- Instruction
From the records below, output the lines from the one containing "Reviewer note: verify that every instance of the butterfly head" through the one containing "<point>359,86</point>", both ends included, as a JSON list of strings with one string per line and no blank lines.

>> start

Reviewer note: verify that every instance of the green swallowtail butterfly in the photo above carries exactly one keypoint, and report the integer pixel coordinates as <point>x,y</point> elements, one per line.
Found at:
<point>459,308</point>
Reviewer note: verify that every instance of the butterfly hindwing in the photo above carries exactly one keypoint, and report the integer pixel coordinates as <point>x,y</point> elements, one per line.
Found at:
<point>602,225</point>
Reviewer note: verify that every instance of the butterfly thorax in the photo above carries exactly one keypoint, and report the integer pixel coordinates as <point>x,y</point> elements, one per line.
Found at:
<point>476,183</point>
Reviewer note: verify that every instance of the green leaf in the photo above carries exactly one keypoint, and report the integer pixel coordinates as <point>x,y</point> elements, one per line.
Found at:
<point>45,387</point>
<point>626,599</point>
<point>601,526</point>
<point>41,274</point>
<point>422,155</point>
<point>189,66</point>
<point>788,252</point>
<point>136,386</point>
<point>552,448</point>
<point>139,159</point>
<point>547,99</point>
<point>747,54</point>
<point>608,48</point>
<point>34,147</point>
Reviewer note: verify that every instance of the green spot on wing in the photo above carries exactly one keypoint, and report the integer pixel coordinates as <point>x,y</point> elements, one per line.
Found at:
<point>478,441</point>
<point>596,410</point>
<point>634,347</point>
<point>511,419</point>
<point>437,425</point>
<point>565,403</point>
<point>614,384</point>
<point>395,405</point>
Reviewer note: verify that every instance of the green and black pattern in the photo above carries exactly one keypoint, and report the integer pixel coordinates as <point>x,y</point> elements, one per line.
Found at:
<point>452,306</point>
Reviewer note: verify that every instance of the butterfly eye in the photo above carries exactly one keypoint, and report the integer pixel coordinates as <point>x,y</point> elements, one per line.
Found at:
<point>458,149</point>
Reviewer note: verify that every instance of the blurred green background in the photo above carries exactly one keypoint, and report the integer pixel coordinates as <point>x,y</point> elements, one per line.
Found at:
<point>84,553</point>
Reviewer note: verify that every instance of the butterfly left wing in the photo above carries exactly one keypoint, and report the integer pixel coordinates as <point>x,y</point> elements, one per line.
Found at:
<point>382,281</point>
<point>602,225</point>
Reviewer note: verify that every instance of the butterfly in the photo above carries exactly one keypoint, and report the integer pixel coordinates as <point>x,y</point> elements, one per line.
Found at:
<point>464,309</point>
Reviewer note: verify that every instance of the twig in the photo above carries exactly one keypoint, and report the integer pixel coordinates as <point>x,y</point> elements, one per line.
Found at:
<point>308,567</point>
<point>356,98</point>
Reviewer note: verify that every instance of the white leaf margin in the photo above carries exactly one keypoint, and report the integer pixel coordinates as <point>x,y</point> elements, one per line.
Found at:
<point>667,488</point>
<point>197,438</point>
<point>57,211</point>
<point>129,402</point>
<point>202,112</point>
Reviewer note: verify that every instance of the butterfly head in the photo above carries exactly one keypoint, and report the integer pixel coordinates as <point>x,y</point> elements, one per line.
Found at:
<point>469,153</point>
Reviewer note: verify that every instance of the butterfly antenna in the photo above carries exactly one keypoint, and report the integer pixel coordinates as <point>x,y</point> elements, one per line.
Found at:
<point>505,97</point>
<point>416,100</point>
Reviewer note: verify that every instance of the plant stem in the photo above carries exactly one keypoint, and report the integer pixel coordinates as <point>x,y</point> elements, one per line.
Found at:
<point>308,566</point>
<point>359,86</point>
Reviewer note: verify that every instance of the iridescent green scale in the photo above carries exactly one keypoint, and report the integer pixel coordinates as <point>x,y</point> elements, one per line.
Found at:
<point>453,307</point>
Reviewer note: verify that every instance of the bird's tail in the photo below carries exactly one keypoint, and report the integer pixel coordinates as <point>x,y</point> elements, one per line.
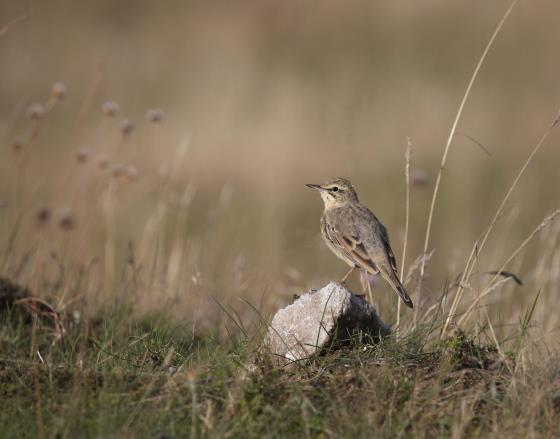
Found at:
<point>398,287</point>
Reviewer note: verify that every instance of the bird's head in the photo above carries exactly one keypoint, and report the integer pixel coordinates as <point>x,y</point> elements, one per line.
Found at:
<point>336,192</point>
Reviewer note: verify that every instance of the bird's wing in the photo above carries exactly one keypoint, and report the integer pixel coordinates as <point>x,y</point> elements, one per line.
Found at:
<point>349,241</point>
<point>389,251</point>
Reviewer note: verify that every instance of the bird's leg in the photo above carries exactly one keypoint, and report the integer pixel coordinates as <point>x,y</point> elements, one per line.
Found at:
<point>343,281</point>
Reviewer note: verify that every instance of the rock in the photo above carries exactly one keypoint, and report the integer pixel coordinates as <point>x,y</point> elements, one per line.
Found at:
<point>319,319</point>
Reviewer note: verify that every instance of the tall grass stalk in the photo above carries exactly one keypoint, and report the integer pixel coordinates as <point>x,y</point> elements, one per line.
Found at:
<point>408,156</point>
<point>447,148</point>
<point>470,265</point>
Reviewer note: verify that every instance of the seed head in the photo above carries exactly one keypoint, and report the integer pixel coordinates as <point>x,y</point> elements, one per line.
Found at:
<point>102,161</point>
<point>110,108</point>
<point>418,178</point>
<point>58,91</point>
<point>126,126</point>
<point>66,220</point>
<point>36,111</point>
<point>42,216</point>
<point>82,155</point>
<point>155,115</point>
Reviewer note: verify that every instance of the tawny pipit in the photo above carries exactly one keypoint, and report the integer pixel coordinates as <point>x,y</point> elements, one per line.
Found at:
<point>355,235</point>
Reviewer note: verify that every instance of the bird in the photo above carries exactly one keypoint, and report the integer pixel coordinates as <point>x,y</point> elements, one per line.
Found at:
<point>354,234</point>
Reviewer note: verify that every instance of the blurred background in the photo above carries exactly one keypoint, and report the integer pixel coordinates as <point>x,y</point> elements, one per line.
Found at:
<point>167,165</point>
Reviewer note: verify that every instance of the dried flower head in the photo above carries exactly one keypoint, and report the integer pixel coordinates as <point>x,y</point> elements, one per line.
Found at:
<point>110,108</point>
<point>82,155</point>
<point>58,91</point>
<point>116,170</point>
<point>155,115</point>
<point>42,216</point>
<point>35,111</point>
<point>102,161</point>
<point>131,173</point>
<point>126,126</point>
<point>66,220</point>
<point>418,178</point>
<point>17,145</point>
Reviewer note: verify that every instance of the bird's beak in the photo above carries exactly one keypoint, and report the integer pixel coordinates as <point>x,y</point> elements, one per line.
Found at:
<point>314,186</point>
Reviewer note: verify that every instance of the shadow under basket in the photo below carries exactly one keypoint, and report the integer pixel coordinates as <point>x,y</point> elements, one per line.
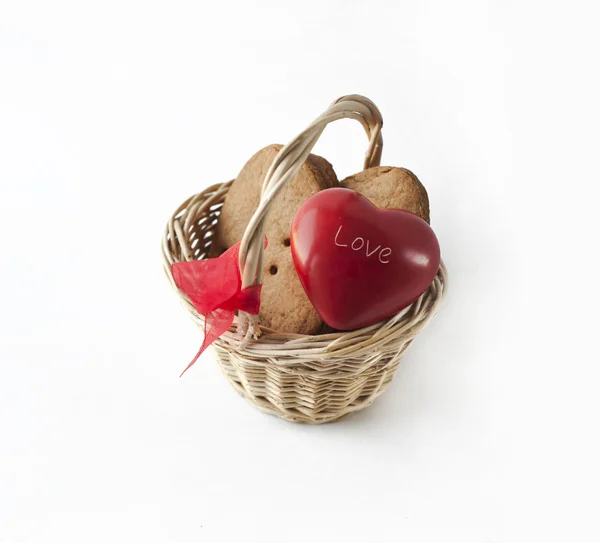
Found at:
<point>300,378</point>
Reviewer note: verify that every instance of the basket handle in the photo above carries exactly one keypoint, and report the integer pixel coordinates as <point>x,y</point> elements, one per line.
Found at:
<point>288,162</point>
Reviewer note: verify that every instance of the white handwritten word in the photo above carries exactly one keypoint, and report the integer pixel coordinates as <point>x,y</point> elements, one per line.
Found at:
<point>358,243</point>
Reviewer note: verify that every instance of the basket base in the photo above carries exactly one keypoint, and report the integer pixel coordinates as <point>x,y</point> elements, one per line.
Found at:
<point>306,398</point>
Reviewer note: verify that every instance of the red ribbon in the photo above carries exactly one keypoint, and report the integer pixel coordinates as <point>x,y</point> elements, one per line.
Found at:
<point>214,286</point>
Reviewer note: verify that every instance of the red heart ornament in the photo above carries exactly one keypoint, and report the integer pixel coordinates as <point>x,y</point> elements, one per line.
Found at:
<point>360,264</point>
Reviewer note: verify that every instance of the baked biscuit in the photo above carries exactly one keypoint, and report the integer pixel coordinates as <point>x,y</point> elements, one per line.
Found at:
<point>284,304</point>
<point>391,188</point>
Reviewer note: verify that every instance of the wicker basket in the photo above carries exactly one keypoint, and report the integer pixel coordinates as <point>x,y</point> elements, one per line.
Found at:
<point>300,378</point>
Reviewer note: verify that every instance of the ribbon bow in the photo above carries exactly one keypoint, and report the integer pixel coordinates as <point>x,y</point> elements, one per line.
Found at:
<point>214,286</point>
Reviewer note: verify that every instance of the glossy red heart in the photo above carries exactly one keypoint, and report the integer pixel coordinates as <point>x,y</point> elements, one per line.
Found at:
<point>360,264</point>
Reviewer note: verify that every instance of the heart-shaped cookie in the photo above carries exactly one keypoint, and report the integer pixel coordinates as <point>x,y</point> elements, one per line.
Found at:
<point>360,264</point>
<point>391,188</point>
<point>285,306</point>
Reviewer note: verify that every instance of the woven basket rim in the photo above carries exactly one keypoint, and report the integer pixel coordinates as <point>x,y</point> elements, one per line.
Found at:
<point>272,344</point>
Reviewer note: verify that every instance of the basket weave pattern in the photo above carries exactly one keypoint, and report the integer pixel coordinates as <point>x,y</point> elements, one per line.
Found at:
<point>300,378</point>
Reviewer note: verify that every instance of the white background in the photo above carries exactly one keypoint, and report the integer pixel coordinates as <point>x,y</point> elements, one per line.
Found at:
<point>112,113</point>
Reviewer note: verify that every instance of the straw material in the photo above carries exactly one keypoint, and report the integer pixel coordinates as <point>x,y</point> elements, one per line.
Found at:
<point>300,378</point>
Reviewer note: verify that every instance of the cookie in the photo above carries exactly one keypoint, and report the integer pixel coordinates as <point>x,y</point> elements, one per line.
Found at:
<point>391,188</point>
<point>284,304</point>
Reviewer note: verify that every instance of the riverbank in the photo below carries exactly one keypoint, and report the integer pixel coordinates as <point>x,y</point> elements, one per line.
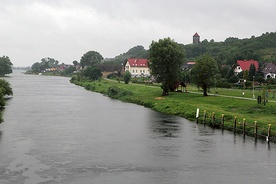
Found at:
<point>186,104</point>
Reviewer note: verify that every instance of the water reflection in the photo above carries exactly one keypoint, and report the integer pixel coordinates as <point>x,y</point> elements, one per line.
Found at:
<point>164,125</point>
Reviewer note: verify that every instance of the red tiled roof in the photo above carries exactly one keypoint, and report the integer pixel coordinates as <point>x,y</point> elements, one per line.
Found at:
<point>269,68</point>
<point>196,35</point>
<point>191,63</point>
<point>138,62</point>
<point>245,64</point>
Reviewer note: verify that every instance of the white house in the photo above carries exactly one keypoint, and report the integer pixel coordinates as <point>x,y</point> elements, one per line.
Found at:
<point>137,67</point>
<point>242,65</point>
<point>269,71</point>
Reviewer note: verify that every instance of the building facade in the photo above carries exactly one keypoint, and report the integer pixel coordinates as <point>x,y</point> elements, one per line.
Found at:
<point>137,67</point>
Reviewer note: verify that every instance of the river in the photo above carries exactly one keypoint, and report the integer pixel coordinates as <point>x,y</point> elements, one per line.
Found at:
<point>56,132</point>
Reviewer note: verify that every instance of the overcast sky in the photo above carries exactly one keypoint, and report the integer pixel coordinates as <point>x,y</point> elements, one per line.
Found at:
<point>66,29</point>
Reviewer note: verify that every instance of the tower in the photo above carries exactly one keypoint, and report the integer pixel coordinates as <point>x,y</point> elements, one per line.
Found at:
<point>196,39</point>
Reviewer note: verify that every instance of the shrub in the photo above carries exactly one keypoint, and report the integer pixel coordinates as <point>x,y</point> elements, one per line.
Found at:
<point>127,77</point>
<point>116,92</point>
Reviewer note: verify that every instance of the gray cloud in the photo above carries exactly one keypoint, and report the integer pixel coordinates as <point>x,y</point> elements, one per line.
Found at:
<point>66,29</point>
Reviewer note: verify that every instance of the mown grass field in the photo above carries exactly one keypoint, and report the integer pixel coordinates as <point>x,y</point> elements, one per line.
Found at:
<point>185,104</point>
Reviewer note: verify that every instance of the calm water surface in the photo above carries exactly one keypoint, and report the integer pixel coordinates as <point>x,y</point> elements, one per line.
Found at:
<point>56,132</point>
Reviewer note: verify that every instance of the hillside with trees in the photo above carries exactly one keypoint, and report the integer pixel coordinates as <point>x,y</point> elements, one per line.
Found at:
<point>262,48</point>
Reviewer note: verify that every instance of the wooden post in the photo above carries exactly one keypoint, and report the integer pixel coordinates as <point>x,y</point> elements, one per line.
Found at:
<point>256,130</point>
<point>268,133</point>
<point>222,121</point>
<point>244,125</point>
<point>235,124</point>
<point>204,118</point>
<point>197,114</point>
<point>213,119</point>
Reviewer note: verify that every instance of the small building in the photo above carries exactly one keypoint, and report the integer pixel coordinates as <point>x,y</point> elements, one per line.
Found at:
<point>269,71</point>
<point>243,65</point>
<point>196,38</point>
<point>137,67</point>
<point>188,66</point>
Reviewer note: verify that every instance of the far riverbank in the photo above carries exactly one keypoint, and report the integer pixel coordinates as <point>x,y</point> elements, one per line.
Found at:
<point>186,104</point>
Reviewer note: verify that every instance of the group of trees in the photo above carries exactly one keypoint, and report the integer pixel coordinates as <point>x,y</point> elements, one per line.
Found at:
<point>45,63</point>
<point>166,58</point>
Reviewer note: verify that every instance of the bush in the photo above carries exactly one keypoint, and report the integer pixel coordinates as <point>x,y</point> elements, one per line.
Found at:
<point>116,92</point>
<point>127,77</point>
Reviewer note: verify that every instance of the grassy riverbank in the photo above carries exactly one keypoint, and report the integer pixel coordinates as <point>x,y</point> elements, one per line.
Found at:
<point>185,104</point>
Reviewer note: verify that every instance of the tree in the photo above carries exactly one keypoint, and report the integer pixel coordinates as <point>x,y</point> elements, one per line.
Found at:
<point>5,65</point>
<point>69,70</point>
<point>36,67</point>
<point>204,72</point>
<point>165,60</point>
<point>92,73</point>
<point>127,77</point>
<point>5,89</point>
<point>75,63</point>
<point>252,72</point>
<point>90,58</point>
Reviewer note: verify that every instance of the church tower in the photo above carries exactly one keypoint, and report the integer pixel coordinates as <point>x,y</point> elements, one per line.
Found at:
<point>196,39</point>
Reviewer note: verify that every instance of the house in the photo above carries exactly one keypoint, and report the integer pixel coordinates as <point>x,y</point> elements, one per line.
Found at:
<point>243,65</point>
<point>188,66</point>
<point>137,67</point>
<point>269,71</point>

>> end

- Worked answer
[
  "Reviewer note: verify that every instance of the butterfly head in the photo above carries exactly one keypoint, and report the integer pixel coordinates as <point>x,y</point> elements, one per line.",
  "Found at:",
  "<point>469,153</point>",
  "Reviewer note: verify that every instance of the butterfly antenna in the photo above carries exactly one keypoint, and report the integer pixel coordinates as <point>x,y</point> elements, one per line.",
  "Found at:",
  "<point>505,97</point>",
  "<point>416,100</point>",
  "Reviewer note: verify that every instance of the plant stem in the photo above carries exactly one keypoint, and report the integer pixel coordinates as <point>x,y</point> elements, one per line.",
  "Found at:",
  "<point>308,566</point>",
  "<point>359,86</point>"
]